[DOCUMENT SEGMENT]

# I know these threads have probably been covered...



## DGOMDK (Jul 30, 2007)

But, Im currently in the market for a wagon. It's between the allroad & b5 passat. I like the allroad because of the full package (engine, room, tow opt, & style). The passat 1.8t because of reliability, mileage, room, etc. What do you guys think would be the better buy?


----------



## FitchHollister (Apr 28, 2004)

*Re: I know these threads have probably been covered... (DGOMDK)*

The allroad is the best choice. However, it has everything that can go wrong. i.e. turbos, air suspension, quattro, tip trans etc. It will cost you the most. If you have questions about it try http://forums.quattroworld.com/allroad/. There is a wiki there too under the resources tab at the top that has an article for people considering buying an allroad.


----------



## DGOMDK (Jul 30, 2007)

*Re: I know these threads have probably been covered... (FitchHollister)*


_Quote, originally posted by *FitchHollister* »_The allroad is the best choice. However, it has everything that can go wrong. i.e. turbos, air suspension, quattro, tip trans etc. It will cost you the most. If you have questions about it try http://forums.quattroworld.com/allroad/. There is a wiki there too under the resources tab at the top that has an article for people considering buying an allroad.

Thanks FitchHollister
I test drove one a few weekends ago but still am hesitant because of the high mileage. Still looking for one under 85K miles.


----------



## Capt.Dreadz (Jun 4, 2003)

*Re: I know these threads have probably been covered... (DGOMDK)*

This thread is a bit old but i had the same decision to make a week ago except it was between a B6 (2006) Passat Wagon & the Allroad. In the end i went with the Allroad. It cost less & the one i got had the engine & turbo's replaced 30k ago. It was a lease for most of it's life. I got it from an Auction real cheap.


----------



## DGOMDK (Jul 30, 2007)

Capt Dreadz- Thanks for the input! Im still looking for a good deal, but have rounded it down to; A6 or Allroad (Very hard to find Passat wagon 1.8t 4mo) . Although I think the A6 will be my choice. Only because the cost of maintenence would be a little better i.e. no air bags or torque converter to replace!

[Entries from a point annotation set]
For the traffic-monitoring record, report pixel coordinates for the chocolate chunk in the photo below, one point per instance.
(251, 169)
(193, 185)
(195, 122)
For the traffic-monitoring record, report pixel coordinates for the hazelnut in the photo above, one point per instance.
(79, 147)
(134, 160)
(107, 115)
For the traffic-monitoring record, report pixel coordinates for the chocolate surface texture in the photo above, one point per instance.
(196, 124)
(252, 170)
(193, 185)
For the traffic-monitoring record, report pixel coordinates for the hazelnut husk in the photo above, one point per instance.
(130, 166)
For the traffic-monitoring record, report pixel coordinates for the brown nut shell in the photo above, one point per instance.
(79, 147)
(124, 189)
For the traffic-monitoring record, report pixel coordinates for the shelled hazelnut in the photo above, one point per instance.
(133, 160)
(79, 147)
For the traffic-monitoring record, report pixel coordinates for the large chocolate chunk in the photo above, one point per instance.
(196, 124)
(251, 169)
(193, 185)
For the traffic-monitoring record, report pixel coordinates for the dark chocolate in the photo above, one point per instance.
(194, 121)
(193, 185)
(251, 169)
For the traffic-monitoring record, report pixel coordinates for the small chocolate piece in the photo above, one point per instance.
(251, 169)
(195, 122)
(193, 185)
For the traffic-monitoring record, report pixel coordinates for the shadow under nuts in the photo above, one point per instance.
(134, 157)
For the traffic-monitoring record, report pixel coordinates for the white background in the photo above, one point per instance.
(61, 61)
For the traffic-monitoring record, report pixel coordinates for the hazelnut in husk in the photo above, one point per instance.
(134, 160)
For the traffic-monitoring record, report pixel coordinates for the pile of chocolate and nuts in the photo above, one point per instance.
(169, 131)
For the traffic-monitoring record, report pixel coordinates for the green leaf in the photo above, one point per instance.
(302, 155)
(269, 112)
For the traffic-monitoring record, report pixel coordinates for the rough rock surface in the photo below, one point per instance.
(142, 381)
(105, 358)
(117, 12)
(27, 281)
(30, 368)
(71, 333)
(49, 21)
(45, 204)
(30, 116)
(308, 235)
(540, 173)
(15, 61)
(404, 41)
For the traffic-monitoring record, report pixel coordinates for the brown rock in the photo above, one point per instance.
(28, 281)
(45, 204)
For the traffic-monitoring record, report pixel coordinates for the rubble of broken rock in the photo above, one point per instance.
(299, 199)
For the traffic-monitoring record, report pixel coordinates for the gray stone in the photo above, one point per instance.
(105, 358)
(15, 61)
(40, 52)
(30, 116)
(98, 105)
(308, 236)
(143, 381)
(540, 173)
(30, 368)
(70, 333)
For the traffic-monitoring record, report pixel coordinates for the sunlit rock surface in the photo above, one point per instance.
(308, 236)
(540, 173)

[WRITTEN TASK] Please carry on the forum thread about choosing between an allroad and a Passat wagon, starting right after its last post.

[EXPECTED OUTPUT]
----------



## Capt.Dreadz (Jun 4, 2003)

*Re: (DGOMDK)*

My friend just got a 2000 A6 not long ago. He's coming from a 07' 5 series beamer and he loves it in terms of power. He just has his tranny swapped out as the fluid ran out and seized it up. I thought he was gonna pay up the ass and he was already looking for a newer A6 and in the end, it cost him $2k for everything. This is good to know as my tranny wasn't replaced when they did everything else.
I've had my AR for almost a month now and i love it to death! I don't wanna even drive my 89' VR Coupe. Only thing i don't like is Audi charging you for everything. It cost me $70 to have them take my radio off safe mode. VW does it for free. I told the lady this and she looked at me like i was stupid. Good thing i can do my own work.


----------



## DGOMDK (Jul 30, 2007)

*Re: (Capt.Dreadz)*

Hey Capt Dread - I logged on to read a few things... Anyway I noticed your from the V.I. I was born on St. Thomas & grew up on St. John, Cruz Bay. Been In Colorado for the past 17yrs. Planning on going home this winter (havent been home in 7yrs). Boy, is it a small world!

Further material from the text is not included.